### [DIRECTIONS]
All of the records below must be output exactly, with no pictures carried over.

════════════════

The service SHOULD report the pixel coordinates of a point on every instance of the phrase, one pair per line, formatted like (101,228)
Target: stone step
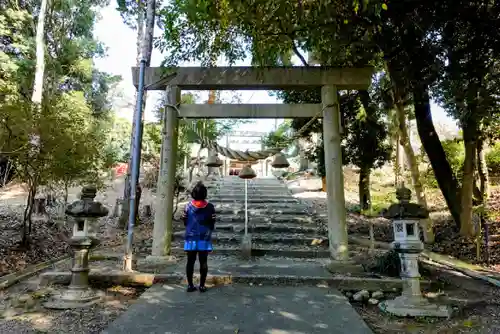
(258,249)
(237,199)
(267,219)
(261,210)
(241,194)
(239,227)
(262,265)
(258,188)
(265,238)
(273,228)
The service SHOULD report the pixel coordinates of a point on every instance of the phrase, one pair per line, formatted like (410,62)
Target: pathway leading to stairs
(286,243)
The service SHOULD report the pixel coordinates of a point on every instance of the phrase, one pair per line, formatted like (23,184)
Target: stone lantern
(405,218)
(85,214)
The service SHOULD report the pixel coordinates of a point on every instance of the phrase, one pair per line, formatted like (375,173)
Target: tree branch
(298,54)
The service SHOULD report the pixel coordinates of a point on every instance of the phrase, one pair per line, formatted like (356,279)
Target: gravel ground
(21,309)
(51,229)
(477,304)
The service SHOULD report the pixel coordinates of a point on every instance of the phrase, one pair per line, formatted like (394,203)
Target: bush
(493,159)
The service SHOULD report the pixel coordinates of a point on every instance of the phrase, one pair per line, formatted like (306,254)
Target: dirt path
(49,239)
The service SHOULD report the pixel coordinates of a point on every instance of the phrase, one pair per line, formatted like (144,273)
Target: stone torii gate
(331,80)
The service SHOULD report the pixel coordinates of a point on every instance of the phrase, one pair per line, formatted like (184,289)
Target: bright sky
(121,56)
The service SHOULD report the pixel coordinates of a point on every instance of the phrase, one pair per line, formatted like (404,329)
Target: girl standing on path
(199,219)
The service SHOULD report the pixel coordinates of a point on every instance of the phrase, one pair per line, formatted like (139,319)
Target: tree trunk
(470,143)
(437,157)
(144,45)
(36,98)
(364,189)
(483,173)
(413,165)
(398,162)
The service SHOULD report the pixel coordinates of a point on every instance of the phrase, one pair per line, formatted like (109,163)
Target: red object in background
(120,169)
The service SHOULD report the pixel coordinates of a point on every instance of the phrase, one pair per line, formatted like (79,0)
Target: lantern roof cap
(86,207)
(405,209)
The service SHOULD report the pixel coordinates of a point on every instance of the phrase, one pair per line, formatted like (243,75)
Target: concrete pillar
(163,230)
(337,228)
(211,153)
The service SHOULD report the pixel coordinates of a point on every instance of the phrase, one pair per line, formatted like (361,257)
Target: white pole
(246,207)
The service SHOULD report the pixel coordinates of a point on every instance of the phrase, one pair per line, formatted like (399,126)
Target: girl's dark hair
(199,192)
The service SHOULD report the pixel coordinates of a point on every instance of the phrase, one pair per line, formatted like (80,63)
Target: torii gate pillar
(337,228)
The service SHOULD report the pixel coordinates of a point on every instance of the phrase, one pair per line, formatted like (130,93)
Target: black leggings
(203,258)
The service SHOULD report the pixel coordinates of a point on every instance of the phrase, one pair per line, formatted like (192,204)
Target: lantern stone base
(403,306)
(246,246)
(74,298)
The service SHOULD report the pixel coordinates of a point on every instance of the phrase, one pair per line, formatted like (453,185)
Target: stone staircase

════════════════

### [EXPECTED OUTPUT]
The service SHOULD report the pixel coordinates of a point on every instance of the phrase, one pair per line, formatted like (101,228)
Target: stone step
(258,249)
(237,199)
(267,219)
(261,210)
(241,194)
(239,227)
(262,265)
(258,188)
(265,238)
(273,228)
The service SHOULD report the pixel coordinates of a point on every instance of the phrase, one pair per line, formatted like (410,62)
Target: pathway leading to stairs
(286,243)
The service SHOULD report the pixel coordinates of a point on every instance of the phrase, one pair per line, formatted like (23,184)
Target: stone lantern
(405,218)
(85,214)
The service SHOULD report the pixel coordinates of a point on every instance of the phrase, one pair per line, formatted like (375,173)
Target: tree branch
(298,54)
The service SHOULD report the pixel coordinates of a point on every instance of the phrase, one pair per line, formatted like (356,279)
Target: gravel ground
(21,309)
(51,229)
(477,304)
The service SHOULD report the pixel coordinates of a point on every instance of the phrase, one pair per line, formatted like (394,203)
Target: bush
(493,159)
The service SHOULD report the pixel coordinates of a point on every instance of the phrase, one pair per line, formatted like (306,254)
Target: dirt path
(49,239)
The service SHOULD report the pixel coordinates of a point on every instance of the phrase, one pair per line, formatted like (144,273)
Target: stone torii gate
(331,80)
The service SHOULD report the pixel coordinates of a point on every instance of the phrase, one pair per line, formatted like (184,289)
Target: bright sky
(121,56)
The service SHOULD report the pixel coordinates of a point on every instance of the phrase, one pair per line, formatted like (404,329)
Target: girl standing on path
(199,219)
The service SHOULD report the pixel coordinates of a point on every instance of the phrase, one pair per line, formatted like (139,319)
Target: tree trunk
(470,143)
(437,157)
(144,45)
(36,98)
(364,189)
(483,173)
(413,165)
(398,162)
The service SHOULD report the pixel coordinates of a point on every instance of the phrase, one pair per line, formatted like (109,163)
Target: red object in background
(120,169)
The service SHOULD report the pixel coordinates of a point on every instance of the phrase, one pair per line, formatted like (79,0)
Target: lantern roof cap
(86,207)
(405,209)
The service SHOULD report the pixel coordinates of a point on every instance of the phrase, one pair per line, formatted like (243,75)
Target: concrete pillar
(163,230)
(337,228)
(211,153)
The service SHOULD report the pixel coordinates of a point on every instance of the phrase, one pair per line, formatted like (361,257)
Target: white pole
(246,207)
The service SHOULD report the pixel coordinates of a point on every instance of the phrase, one pair per line, formatted like (399,126)
Target: girl's dark hair
(199,192)
The service SHOULD report the pixel coordinates of a point on every instance of the phrase, one pair per line, formatted like (80,63)
Target: torii gate pillar
(337,228)
The service SHOULD report the pixel coordinates of a point on every instance of the phrase, one pair per line, formatted like (130,93)
Target: black leggings
(203,258)
The service SHOULD report the pixel coordinates of a point on every instance of the phrase, one pair per line, formatted like (192,204)
Target: lantern stone base
(403,306)
(246,246)
(74,298)
The service SHOULD report the pixel coordinates of a point on every instance of the phrase, one pair per line, formatted like (453,185)
Target: stone staircase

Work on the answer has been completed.